Work request:
Answer these about the text below on STEM education and the UMI-Sci-Ed project:
1. What four disciplines does STEM stand for?
2. Which of the UMI-Sci-Ed project's listed aims concerns teachers?
3. What resources does the UMI-Sci-Ed platform include?

How can Europe maintain its lead?

In order to guarantee Europe’s sustained competitiveness, governments, corporations, and academic institutions need to adopt a radical new strategy regarding education, skill development, and employment. Accepting the digital era is essential.

Businesses are essential to this transition. By putting in place a thorough digital plan that considers the employees’ varied levels of technical ability, they may empower their workforce. This means ensuring that every employee, no matter how tech-savvy they are, learns to use technology and becomes involved in it.

What is STEM education?

STEM education refers to science, technology, engineering, and math. Creating a dynamic and student-centered learning environment requires a purposeful integration of these four disciplines and the practices that accompany them. Beyond conventional topic silos, STEM promotes an interdisciplinary approach that blends theoretical knowledge with practical application. Involving schools, families, and community partners in the educational process is another critical way it emphasizes meeting a student’s social, emotional, physical, and intellectual needs.

Real-world problem-solving and applying knowledge is at the forefront of STEM education, thanks to project-based learning. Rather than being confined to separate classes, STEM education unites differing concepts into one classroom, challenging students to shape solutions and articulate explanations supported by evidence.

The UMI-Sci-Ed project

The objective was to develop an integrated, collective, experiential, and open digital educational environment for teachers and students that will:

• allow students to understand, use, and develop UMI applications and consider their societal implications
• improve digital and UMI skills of teachers
• stimulate students to envision a future career in UMI technologies
• enable (in long-term) a societal reform towards responsible research and innovation

The UMI-Sci-Ed platform

Various tools are available on the web-based, open-access UMI-Sci-Ed platform to promote cooperative learning and information exchange. These resources include online chat features, wikis, blogs, forums, and an open repository. Combined, they allow Communities of Practice, or UMI Groups, to be developed around certain Educational Scenarios or UMI Scenarios. This set of features and technologies encourages the growth of specialized communities devoted to innovation and quality in education while enabling users to participate in cooperative activities.

Given entries:
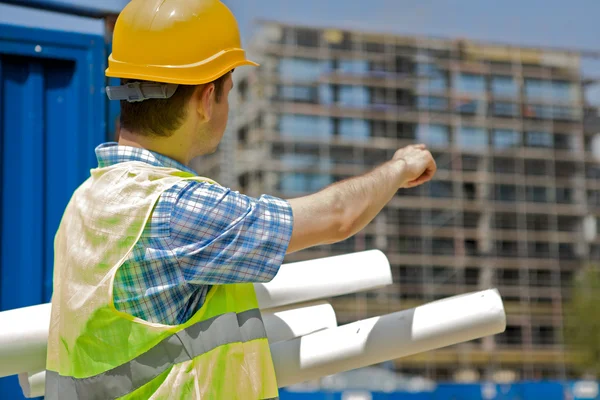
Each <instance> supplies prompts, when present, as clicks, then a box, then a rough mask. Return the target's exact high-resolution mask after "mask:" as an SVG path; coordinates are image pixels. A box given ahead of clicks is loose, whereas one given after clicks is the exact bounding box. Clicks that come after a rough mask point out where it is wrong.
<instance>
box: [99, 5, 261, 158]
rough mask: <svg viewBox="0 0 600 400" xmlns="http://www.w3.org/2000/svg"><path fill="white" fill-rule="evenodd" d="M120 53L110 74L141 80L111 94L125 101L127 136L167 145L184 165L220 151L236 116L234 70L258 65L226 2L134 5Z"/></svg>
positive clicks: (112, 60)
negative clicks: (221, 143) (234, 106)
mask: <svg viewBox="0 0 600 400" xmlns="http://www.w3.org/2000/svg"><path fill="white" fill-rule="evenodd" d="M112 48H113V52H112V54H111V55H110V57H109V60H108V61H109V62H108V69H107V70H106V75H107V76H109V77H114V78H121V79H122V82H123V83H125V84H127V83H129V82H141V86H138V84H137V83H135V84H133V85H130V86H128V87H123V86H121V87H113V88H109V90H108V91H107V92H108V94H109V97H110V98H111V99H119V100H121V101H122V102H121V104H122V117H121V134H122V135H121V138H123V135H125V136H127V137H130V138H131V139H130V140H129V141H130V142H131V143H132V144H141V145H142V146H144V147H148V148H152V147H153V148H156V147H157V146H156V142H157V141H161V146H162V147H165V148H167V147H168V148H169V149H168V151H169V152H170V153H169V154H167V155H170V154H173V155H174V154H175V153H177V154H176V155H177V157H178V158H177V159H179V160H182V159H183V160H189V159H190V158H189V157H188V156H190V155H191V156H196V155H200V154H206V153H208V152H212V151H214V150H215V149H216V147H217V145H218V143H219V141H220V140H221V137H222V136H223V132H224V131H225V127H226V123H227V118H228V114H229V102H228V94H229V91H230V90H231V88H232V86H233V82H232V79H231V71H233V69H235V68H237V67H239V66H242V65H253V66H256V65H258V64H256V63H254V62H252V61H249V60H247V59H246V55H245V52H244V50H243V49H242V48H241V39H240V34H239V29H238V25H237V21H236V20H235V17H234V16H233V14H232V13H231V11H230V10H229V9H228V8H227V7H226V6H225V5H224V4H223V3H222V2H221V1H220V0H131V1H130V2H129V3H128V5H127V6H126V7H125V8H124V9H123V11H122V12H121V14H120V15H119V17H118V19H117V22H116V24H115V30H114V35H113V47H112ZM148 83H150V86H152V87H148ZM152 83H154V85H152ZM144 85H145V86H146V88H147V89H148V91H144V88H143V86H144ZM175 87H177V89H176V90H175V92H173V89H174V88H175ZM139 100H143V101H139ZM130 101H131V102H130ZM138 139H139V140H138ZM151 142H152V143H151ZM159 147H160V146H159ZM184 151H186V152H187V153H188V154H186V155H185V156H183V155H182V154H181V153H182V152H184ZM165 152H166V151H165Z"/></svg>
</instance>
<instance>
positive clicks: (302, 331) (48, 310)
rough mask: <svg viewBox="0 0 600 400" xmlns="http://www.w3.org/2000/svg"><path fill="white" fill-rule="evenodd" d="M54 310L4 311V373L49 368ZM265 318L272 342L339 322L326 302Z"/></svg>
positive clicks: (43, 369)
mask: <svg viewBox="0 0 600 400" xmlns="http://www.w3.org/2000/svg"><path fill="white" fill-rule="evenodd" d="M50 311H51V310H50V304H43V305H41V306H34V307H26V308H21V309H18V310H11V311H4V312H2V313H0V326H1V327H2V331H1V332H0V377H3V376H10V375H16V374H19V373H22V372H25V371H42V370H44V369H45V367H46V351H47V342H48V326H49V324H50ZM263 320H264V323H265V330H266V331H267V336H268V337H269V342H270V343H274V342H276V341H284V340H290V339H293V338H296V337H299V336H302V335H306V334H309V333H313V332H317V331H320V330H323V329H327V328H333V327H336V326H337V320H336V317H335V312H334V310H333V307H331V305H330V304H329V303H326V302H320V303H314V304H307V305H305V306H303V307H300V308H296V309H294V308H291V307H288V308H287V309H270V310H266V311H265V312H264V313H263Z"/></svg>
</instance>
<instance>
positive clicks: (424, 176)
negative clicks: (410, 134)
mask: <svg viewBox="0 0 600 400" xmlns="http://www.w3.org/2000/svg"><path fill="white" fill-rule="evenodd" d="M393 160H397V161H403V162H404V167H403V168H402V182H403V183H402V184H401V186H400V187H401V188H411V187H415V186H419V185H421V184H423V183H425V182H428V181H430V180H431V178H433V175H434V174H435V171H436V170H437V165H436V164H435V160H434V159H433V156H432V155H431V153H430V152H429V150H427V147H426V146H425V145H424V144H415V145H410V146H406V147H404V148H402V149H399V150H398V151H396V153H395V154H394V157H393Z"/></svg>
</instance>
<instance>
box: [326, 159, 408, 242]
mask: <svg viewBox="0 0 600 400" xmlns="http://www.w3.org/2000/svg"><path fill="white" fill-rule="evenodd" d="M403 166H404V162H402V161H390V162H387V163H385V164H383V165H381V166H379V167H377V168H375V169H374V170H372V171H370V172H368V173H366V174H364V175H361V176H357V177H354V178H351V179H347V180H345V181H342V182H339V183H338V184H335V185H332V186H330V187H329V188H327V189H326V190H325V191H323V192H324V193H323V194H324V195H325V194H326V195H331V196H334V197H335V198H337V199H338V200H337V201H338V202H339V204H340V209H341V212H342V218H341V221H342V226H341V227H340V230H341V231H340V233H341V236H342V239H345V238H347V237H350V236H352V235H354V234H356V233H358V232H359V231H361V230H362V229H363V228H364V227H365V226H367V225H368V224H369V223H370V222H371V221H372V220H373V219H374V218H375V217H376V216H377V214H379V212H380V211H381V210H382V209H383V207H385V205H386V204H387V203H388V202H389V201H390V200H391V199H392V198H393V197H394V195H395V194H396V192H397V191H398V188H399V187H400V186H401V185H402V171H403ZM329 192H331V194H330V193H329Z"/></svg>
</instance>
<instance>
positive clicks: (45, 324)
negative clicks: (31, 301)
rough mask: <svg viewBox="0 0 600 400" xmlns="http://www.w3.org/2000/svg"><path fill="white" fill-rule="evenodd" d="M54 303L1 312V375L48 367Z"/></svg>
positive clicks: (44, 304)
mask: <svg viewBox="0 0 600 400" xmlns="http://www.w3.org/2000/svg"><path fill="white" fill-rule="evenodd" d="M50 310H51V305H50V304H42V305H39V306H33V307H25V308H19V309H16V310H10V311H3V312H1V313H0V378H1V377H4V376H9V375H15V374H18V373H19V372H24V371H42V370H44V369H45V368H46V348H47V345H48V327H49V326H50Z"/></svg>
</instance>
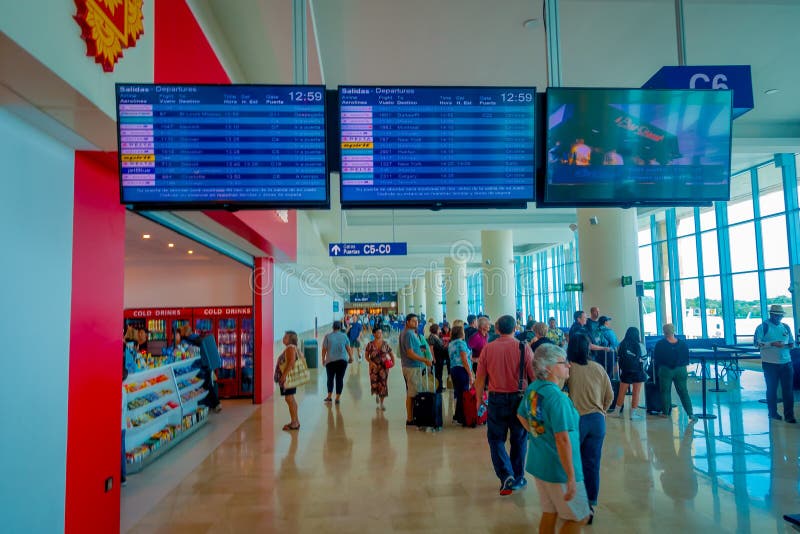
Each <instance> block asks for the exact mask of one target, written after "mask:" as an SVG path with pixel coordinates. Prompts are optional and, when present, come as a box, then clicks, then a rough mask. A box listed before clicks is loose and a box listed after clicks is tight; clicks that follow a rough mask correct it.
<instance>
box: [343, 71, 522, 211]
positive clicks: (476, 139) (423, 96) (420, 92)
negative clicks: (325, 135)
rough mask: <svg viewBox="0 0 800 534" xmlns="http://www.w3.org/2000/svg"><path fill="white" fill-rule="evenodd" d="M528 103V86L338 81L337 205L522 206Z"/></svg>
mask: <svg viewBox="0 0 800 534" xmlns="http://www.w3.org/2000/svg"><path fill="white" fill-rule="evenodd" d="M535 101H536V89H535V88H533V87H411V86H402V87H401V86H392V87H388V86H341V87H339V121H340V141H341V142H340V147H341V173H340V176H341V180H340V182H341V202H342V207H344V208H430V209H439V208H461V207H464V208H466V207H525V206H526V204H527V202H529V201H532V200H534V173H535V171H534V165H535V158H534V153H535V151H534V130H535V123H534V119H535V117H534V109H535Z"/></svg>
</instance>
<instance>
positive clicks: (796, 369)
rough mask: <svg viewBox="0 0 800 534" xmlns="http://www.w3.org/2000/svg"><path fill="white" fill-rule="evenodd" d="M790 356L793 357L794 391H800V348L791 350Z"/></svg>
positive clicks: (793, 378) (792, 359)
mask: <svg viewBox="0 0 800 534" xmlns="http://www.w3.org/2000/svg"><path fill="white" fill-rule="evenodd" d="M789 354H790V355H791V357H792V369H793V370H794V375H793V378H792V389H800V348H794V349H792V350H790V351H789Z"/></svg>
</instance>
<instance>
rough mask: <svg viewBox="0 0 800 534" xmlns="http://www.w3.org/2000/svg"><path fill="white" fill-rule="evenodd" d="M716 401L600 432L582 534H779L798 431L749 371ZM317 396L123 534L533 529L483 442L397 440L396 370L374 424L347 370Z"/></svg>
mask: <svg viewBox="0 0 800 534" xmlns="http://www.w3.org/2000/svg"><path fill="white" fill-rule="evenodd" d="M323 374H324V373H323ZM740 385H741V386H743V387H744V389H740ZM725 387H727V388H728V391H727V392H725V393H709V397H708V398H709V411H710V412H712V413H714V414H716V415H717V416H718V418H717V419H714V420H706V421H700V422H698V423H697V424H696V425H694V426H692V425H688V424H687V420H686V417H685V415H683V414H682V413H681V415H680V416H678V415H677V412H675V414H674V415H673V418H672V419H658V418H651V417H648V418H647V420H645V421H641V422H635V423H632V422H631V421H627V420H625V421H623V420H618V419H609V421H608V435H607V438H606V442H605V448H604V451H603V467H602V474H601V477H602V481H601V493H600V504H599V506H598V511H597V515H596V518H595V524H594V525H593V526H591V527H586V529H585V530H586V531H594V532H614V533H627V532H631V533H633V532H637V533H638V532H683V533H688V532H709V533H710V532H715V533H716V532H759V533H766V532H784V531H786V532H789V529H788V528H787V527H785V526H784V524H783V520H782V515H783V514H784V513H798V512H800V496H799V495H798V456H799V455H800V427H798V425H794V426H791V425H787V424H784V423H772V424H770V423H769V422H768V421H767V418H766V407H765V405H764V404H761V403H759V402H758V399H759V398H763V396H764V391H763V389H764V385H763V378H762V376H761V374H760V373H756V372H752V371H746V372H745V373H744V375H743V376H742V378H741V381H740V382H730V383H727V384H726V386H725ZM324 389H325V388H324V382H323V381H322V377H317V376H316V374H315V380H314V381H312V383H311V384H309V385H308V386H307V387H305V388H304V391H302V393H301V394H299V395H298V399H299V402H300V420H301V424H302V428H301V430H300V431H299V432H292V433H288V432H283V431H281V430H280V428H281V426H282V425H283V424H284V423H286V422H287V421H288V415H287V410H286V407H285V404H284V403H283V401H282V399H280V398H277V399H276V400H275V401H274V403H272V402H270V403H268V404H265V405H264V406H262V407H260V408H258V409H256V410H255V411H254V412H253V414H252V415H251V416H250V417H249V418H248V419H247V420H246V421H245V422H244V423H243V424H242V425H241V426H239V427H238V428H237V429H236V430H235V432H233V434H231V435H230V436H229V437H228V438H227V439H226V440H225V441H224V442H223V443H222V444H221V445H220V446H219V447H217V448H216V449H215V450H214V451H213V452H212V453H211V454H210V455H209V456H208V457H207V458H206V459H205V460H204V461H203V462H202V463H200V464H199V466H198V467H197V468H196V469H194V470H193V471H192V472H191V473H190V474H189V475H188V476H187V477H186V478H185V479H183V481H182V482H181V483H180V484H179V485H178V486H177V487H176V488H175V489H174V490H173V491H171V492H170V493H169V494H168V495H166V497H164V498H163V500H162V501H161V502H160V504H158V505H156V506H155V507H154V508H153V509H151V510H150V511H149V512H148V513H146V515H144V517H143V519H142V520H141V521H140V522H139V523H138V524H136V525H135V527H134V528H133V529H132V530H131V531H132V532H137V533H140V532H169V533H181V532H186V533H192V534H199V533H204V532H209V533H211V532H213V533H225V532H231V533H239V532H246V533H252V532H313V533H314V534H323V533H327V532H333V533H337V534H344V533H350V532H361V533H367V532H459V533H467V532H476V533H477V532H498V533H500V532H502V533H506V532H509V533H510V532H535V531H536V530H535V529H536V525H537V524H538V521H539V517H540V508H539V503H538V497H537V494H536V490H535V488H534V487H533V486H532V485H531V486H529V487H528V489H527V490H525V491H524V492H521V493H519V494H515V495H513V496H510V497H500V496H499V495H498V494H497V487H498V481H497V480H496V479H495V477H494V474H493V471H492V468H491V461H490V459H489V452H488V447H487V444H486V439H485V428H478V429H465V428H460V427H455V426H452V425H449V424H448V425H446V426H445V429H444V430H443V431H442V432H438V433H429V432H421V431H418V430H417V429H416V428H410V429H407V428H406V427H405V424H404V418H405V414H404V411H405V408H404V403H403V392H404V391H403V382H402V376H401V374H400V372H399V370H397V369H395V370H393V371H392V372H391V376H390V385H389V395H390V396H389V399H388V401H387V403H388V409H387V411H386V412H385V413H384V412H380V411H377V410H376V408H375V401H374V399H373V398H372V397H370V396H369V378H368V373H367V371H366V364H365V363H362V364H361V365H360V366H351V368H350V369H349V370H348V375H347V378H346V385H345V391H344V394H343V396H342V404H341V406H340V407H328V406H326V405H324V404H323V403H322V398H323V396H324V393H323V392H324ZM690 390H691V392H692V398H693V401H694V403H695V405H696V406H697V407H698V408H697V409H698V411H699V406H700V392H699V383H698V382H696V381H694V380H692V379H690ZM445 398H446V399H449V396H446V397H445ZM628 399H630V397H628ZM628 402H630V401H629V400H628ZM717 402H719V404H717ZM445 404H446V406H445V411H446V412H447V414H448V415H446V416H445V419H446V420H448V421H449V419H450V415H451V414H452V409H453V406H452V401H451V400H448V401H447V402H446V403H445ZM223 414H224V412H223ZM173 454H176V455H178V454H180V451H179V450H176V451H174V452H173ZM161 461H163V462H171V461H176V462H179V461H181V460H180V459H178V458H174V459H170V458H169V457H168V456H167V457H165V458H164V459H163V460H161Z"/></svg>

Response to this exercise:
1. Science, technology, engineering, and math.
2. Improving the digital and UMI skills of teachers.
3. Online chat features, wikis, blogs, forums, and an open repository.